--- MATERIAL SHOWN ---

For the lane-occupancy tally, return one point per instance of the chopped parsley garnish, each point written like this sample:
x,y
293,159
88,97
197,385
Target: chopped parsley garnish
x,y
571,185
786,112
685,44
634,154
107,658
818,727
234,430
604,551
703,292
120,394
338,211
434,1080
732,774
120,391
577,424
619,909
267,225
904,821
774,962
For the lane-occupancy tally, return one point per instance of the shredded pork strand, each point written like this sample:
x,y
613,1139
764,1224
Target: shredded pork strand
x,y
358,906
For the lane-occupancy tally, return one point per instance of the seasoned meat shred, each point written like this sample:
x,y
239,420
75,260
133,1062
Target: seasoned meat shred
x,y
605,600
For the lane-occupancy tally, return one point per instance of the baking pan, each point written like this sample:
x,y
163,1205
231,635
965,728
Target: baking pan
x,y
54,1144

---

### GIVEN REQUEST
Edit all of the material above so that every "lane-occupancy tally" becomes "plate inventory", and leave everything else the same.

### CORRECT ANSWER
For the plate inventory, return one point per instance of the chopped parsley garnish, each point written like this sample:
x,y
293,159
88,97
197,385
Target: chopped parsley garnish
x,y
571,185
786,112
685,44
634,154
107,658
818,727
234,430
604,551
703,292
120,394
338,211
434,1080
732,774
120,391
577,424
619,909
267,225
904,821
774,962
For the plate inventory, return one point per instance of the shredded pork strand, each point written like this sample:
x,y
613,1139
764,1224
Target: shredded pork strand
x,y
358,906
For the plate inventory, return one point per instance of the seasoned meat shred, each point written like this sample:
x,y
239,420
75,260
133,1062
Target: seasoned meat shred
x,y
605,600
For the plate inventory, return one point per instance of the baking pan, each point written like this sample:
x,y
163,1205
231,635
965,728
Target: baking pan
x,y
54,1144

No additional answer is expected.